[Data shown — start]
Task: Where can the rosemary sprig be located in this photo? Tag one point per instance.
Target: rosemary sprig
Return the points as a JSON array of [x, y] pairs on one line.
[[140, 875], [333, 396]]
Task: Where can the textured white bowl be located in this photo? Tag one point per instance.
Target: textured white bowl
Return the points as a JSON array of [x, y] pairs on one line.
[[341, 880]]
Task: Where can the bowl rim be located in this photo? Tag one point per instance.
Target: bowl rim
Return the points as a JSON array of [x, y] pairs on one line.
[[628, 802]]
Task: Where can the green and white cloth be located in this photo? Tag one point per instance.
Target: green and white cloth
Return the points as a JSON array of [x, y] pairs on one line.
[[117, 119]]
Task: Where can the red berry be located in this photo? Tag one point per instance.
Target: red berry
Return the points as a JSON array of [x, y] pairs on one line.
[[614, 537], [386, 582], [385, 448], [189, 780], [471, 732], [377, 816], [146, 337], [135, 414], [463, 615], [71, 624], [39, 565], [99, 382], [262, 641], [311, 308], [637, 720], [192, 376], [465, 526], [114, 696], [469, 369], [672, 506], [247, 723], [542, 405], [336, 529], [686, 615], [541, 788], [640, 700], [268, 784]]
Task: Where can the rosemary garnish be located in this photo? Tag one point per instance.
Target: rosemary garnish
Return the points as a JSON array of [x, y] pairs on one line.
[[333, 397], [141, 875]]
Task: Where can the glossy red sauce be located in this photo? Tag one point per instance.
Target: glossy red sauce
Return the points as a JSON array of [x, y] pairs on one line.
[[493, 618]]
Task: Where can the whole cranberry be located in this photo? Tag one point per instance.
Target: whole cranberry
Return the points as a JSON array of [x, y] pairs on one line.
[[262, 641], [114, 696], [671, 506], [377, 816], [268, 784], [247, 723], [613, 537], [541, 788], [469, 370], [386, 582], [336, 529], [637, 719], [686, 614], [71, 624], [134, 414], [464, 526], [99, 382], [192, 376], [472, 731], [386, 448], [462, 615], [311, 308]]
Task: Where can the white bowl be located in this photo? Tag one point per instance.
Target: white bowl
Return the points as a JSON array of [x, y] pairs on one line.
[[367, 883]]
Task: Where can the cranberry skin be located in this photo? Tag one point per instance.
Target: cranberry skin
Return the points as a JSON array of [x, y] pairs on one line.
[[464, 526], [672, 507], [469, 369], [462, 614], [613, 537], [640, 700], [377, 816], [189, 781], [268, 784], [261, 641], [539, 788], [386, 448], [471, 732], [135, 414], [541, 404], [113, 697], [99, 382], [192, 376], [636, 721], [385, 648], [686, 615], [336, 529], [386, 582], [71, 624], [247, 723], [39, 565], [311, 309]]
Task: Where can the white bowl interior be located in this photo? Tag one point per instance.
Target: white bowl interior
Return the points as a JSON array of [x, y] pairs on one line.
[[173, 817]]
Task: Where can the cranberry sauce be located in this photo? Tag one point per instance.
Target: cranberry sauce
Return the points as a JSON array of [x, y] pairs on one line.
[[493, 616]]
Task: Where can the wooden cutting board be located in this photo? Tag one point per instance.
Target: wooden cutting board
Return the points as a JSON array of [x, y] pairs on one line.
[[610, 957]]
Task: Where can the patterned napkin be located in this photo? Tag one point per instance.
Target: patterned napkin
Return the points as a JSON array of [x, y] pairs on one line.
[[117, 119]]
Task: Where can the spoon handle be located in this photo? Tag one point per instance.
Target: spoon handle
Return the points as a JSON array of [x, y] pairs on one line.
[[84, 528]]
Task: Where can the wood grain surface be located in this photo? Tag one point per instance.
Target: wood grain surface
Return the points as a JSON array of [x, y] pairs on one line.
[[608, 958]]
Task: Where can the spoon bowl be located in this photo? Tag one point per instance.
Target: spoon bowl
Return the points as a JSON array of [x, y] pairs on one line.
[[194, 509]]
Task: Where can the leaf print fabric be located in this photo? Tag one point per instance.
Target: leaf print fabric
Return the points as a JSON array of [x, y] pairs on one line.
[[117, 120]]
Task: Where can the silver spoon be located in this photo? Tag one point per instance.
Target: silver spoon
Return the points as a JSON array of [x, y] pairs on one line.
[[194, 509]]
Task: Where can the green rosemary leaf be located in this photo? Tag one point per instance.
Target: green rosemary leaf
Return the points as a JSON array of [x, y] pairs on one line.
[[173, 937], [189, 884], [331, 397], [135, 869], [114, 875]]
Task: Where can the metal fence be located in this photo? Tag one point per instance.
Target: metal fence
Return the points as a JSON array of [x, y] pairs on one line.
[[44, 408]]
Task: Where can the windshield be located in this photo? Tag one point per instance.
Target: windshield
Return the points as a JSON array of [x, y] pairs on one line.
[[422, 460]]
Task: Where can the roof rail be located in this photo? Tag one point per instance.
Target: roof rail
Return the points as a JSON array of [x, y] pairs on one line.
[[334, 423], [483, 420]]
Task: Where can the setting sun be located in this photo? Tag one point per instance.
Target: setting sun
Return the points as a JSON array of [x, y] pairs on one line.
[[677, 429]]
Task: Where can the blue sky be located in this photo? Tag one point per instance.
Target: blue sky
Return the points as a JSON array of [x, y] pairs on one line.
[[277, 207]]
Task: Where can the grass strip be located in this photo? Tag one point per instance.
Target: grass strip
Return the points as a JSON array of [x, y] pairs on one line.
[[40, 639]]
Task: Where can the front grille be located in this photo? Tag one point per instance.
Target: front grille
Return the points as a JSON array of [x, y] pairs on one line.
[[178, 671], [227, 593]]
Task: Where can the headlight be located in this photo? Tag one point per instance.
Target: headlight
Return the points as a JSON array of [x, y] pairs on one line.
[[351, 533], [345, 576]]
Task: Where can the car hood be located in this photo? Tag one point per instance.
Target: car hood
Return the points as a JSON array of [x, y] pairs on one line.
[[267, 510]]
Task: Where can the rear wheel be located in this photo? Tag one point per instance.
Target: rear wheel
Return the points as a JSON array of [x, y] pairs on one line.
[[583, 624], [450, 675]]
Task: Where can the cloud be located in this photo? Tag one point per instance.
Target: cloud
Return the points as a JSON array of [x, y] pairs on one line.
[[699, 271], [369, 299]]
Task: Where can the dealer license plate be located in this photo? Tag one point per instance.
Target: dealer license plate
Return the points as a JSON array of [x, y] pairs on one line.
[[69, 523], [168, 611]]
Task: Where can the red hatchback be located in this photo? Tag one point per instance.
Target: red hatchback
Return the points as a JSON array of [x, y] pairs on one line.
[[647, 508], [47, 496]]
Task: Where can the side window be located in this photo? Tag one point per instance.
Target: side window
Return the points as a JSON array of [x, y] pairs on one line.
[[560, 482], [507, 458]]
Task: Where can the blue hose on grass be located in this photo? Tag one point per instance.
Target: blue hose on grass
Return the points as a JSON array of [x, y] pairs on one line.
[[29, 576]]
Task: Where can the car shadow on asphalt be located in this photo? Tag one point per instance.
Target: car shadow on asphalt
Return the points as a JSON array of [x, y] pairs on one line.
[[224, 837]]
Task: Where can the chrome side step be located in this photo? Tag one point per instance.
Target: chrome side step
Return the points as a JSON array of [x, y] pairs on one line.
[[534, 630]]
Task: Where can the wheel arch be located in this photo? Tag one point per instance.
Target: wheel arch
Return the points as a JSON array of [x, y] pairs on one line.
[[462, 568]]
[Data shown — finish]
Set down the entire listing once more, keeping every line exactly as it reads.

Task: Where can the rosemary sprig be located in this photo? Tag one point per instance.
Target: rosemary sprig
Return the points as a JSON array of [x, y] pairs on one line.
[[140, 875], [333, 396]]
Task: Where can the textured white bowl be located in this photo? Tag one point per instance.
Target: textured white bowl
Return the points as a JSON array of [x, y] pairs on one line.
[[341, 880]]
Task: Where can the bowl rim be located in this photo? Tag one point per instance.
Target: bowl rim
Return the points as a JSON array of [x, y] pairs on one line.
[[628, 802]]
Task: Where can the green and white cloth be located in this photo? Tag one point per instance.
Target: green and white cloth
Return the points as a JSON array of [x, y] pairs on one line.
[[117, 119]]
Task: Where can the red berry be located in this photo? Tag one point per instance.
Target: red berry
Return the points as a JSON array of [x, y] pairs on one line.
[[614, 537], [386, 582], [385, 448], [189, 780], [471, 732], [377, 816], [146, 337], [135, 414], [463, 615], [71, 624], [39, 565], [99, 382], [262, 641], [311, 308], [637, 720], [192, 376], [465, 526], [114, 696], [469, 369], [672, 506], [247, 723], [542, 405], [336, 529], [686, 615], [541, 788], [640, 700], [268, 784]]
Task: Where can the rosemary garnish be located in this photo? Tag one point per instance.
Target: rosemary garnish
Return the points as a JSON array of [x, y] pairs on one line.
[[333, 397], [141, 875]]
Task: Where can the glossy red sauce be located in this photo? Tag one point per instance.
Target: glossy red sauce
Return the points as a JSON array of [x, y] pairs on one line.
[[493, 618]]
Task: Where can the whole cranberry be located in this photo? Tag one point per instance.
Target: whole cranberry
Return the points as a JSON array of [x, y] pairs on one line.
[[262, 641], [114, 696], [671, 506], [377, 816], [268, 784], [247, 723], [613, 537], [541, 788], [469, 370], [386, 582], [336, 529], [637, 719], [686, 614], [71, 624], [134, 414], [464, 526], [99, 382], [192, 376], [472, 731], [386, 448], [462, 615], [311, 308]]
Task: Where can the white bowl be located in this photo? Tag one point per instance.
Target: white bowl
Return the points as a JSON array of [x, y] pairs on one line.
[[367, 883]]
Task: Where can the cranberry skin be located in this photo? Tag one point per instance.
Target: cranberry skin
Return the points as a JSON array of [x, y] pairs on one line.
[[464, 526], [672, 507], [469, 369], [462, 614], [613, 537], [640, 700], [377, 816], [189, 781], [268, 784], [261, 641], [539, 788], [386, 448], [471, 732], [135, 414], [541, 404], [113, 697], [99, 382], [192, 376], [636, 721], [385, 648], [686, 615], [336, 529], [386, 582], [71, 624], [247, 723], [39, 565], [311, 309]]
Task: Where can the white bowl interior be located in this photo? Tag one point per instance.
Target: white bowl interior
Return the points as a JSON array of [x, y] pairs on one line.
[[173, 817]]
Task: Where can the cranberry sauce be located in this photo? Tag one point per instance.
Target: cranberry sauce
Return the points as a JSON array of [x, y] pairs on one line.
[[493, 616]]
Task: Where can the wooden cutting board be located in this photo? Tag one point per instance.
Target: wooden cutting board
Return the points as a JSON array of [x, y] pairs on one line.
[[610, 957]]
Task: Where can the patterned napkin be located in this photo? Tag one point per instance.
Target: patterned napkin
Return the points as a JSON array of [x, y] pairs on one line.
[[117, 119]]
Task: Where can the spoon handle be located in this photo? Tag one point per instance.
Target: spoon handle
Return the points as a JSON array of [x, y] pairs on one line.
[[84, 528]]
Task: Where can the wood grain surface be located in this photo? Tag one point per instance.
Target: wood grain surface
Return the points as a JSON array of [x, y] pairs on one line.
[[608, 958]]
Task: Where can the spoon bowl be located in this photo? Tag one point per instance.
Target: spoon bowl
Return the points as a JSON array of [x, y] pairs on one line.
[[194, 509]]
Task: Where can the leaf print fabric be located in this photo? Tag one point per instance.
Target: leaf print fabric
Return the points as a JSON array of [x, y] pairs on one line.
[[117, 120]]
Task: Where can the silver spoon be located in this photo? Tag one point per instance.
Target: silver spoon
Return the points as a JSON array of [x, y] pairs on one line.
[[194, 509]]
Task: Where can the green rosemary leaf be located in this photo? Tag one point per instance.
Target: green rosemary leaf
Return the points as a JSON array of [x, y] pairs on one line.
[[173, 937], [189, 884], [331, 397], [135, 869], [114, 875]]
Task: Where can the metal fence be located in this photo? Tag one point per instance.
Target: metal fence
Return the points as a JSON array of [x, y] pairs on one line.
[[44, 408]]
Task: Where can the windshield be located in this photo? Tag one point per instance.
Target: windshield
Return the points as a JSON array of [x, y] pairs on one line.
[[422, 460]]
Task: Where can the roof rail be located in this photo? Tag one point per instance.
Target: roof rail
Return the points as a JSON array of [x, y] pairs on one line.
[[334, 423], [483, 420]]
Task: Where can the setting sun be located in this photo? Tag one point per instance.
Target: setting sun
Return the points as a JSON array of [x, y] pairs on one line.
[[677, 429]]
Task: Where can the blue sky be located in this photo? Tag one point per instance.
Target: blue sky
Return the points as a JSON array of [x, y] pairs on one line.
[[277, 207]]
Task: Where can the grass strip be located in this photo? Tag one point per instance.
Target: grass strip
Return the points as a JSON array of [x, y] pairs on one line.
[[40, 639]]
Task: Where can the front grille be located in this photo? Tag one point per instance.
Target: front grille
Return the points as a JSON array of [x, y] pairs on one line.
[[178, 671], [227, 593]]
Task: Where can the headlight be located in this photo? Tag one point per instance.
Target: headlight
Return the points as a JSON array of [x, y] pairs on one line.
[[351, 533], [345, 576]]
Task: Where can the car hood be located in this photo? Tag one point per instance.
Target: car hood
Return the points as a JSON array of [x, y] pairs on one line.
[[267, 510]]
Task: Where can the rear wheel be located in this photo? Tag one point per instance.
Target: rear wheel
Return the points as a JSON array of [x, y] pairs on one line.
[[583, 624], [450, 675]]
Task: Where can the cloud be located in this photo? Tag one point per instance.
Target: cloud
Return the points as a JSON array of [x, y] pairs on one line.
[[699, 271], [369, 299]]
Task: Where can the dealer license plate be located in this photo? Tag one point per instance.
Target: dealer license plate
Return the points as a JSON array of [x, y] pairs on one line.
[[69, 523], [168, 611]]
Task: Where can the red hatchback be located in this photo? Tag one point per instance.
Target: red hatchback
Return the points as a JSON array of [x, y] pairs on one line.
[[647, 508], [47, 496]]
Task: Where can the side window be located in this photo? Tag one point per instance.
Target: side window
Return the points as a JSON array of [x, y] pairs on one line.
[[560, 482], [507, 458]]
Task: Where can the blue hose on grass be located in this photo? Tag one point per instance.
Target: blue hose on grass
Return the points as a JSON array of [x, y] pairs on one line.
[[29, 576]]
Task: Where can the car shadow on asphalt be located in this photo? Tag one point per instance.
Target: car shadow on asphalt
Return the points as a JSON array of [x, y] pairs on one line.
[[224, 837]]
Task: Where can the chrome side step be located in this photo? Tag one point per instance.
Target: chrome side step
Return the points as a JSON array of [x, y] pairs on one line.
[[534, 630]]
Task: Where can the wheel arch be located in this photo? Tag one point per instance.
Target: wheel arch
Return the points as a JSON array of [x, y] pairs on one line.
[[462, 568]]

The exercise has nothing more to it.